- **Exercise**: Select every line in the items below that contains the word "panel", and copy each one as it appears. Case counts.

[A run of records]

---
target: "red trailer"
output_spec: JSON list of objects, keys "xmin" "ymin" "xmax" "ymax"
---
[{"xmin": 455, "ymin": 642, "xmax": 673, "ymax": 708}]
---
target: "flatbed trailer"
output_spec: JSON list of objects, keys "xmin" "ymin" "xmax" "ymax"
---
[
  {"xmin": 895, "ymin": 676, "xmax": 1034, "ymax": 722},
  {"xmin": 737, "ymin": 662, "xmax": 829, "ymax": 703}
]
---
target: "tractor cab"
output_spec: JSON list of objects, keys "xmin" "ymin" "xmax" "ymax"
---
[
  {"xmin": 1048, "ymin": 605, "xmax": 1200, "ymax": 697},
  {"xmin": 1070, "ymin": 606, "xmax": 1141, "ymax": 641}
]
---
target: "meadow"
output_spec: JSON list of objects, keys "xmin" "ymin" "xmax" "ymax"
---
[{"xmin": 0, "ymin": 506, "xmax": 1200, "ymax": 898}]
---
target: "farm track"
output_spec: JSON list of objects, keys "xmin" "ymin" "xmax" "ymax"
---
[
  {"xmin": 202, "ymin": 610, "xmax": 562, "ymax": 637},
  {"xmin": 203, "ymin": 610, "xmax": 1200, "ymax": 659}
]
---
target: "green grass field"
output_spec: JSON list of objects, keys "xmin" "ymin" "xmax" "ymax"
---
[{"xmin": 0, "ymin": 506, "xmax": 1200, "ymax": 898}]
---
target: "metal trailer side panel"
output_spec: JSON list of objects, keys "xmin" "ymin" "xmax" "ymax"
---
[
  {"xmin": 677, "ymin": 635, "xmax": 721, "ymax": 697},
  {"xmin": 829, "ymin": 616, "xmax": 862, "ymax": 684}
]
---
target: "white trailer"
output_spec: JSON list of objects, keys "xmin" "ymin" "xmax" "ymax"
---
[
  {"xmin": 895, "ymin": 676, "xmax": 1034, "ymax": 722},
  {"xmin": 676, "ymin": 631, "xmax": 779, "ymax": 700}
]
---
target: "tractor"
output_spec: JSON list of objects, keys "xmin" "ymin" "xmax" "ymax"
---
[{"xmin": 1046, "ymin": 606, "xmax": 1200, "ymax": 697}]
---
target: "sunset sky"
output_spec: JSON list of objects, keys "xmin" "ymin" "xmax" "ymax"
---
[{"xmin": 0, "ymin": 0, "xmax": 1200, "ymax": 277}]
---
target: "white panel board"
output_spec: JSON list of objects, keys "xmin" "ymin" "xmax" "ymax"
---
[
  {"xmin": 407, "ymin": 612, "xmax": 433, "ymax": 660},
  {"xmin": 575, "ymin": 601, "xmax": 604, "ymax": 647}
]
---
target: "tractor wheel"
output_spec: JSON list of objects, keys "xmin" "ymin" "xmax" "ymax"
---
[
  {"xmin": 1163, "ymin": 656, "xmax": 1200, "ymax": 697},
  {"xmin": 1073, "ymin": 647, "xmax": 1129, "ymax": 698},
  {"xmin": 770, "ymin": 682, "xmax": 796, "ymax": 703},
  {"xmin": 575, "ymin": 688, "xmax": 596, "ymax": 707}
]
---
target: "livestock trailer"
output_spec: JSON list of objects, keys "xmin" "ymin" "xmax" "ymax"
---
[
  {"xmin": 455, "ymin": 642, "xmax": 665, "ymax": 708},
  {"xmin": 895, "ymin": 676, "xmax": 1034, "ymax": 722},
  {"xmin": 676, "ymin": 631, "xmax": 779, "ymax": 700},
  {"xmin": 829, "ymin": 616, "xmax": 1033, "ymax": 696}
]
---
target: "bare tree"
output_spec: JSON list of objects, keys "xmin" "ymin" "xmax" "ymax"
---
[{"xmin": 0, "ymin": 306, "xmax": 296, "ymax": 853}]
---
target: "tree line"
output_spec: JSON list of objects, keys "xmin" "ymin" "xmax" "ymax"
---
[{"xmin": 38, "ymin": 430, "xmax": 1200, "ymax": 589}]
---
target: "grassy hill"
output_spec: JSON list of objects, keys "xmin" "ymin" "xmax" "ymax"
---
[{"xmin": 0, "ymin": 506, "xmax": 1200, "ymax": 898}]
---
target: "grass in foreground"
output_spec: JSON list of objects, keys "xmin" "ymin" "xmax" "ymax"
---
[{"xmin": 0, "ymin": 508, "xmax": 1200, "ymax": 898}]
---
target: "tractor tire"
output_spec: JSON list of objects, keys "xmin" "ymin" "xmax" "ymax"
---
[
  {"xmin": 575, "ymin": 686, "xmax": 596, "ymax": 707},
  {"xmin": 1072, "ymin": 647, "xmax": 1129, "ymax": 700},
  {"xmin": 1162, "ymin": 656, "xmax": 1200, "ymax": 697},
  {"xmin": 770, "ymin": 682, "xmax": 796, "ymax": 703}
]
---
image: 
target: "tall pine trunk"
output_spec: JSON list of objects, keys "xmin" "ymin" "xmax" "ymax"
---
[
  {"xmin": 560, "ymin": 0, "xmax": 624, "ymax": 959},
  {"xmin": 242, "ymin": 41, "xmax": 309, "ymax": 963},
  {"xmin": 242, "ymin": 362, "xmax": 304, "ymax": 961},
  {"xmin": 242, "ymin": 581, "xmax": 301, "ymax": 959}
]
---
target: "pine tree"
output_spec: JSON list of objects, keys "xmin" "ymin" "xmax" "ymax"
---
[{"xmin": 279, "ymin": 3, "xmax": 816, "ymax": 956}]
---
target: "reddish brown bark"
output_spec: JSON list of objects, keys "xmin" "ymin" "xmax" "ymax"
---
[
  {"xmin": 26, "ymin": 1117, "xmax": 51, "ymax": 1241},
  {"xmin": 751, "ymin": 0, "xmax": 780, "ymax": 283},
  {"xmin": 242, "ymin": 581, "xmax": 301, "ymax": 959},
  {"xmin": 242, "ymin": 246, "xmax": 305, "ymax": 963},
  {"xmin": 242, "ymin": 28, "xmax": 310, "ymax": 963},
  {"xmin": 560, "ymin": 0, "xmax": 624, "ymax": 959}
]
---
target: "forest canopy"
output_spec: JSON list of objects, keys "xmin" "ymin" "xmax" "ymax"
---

- **Task output**:
target: "metal trailer side panel"
target: "white panel board"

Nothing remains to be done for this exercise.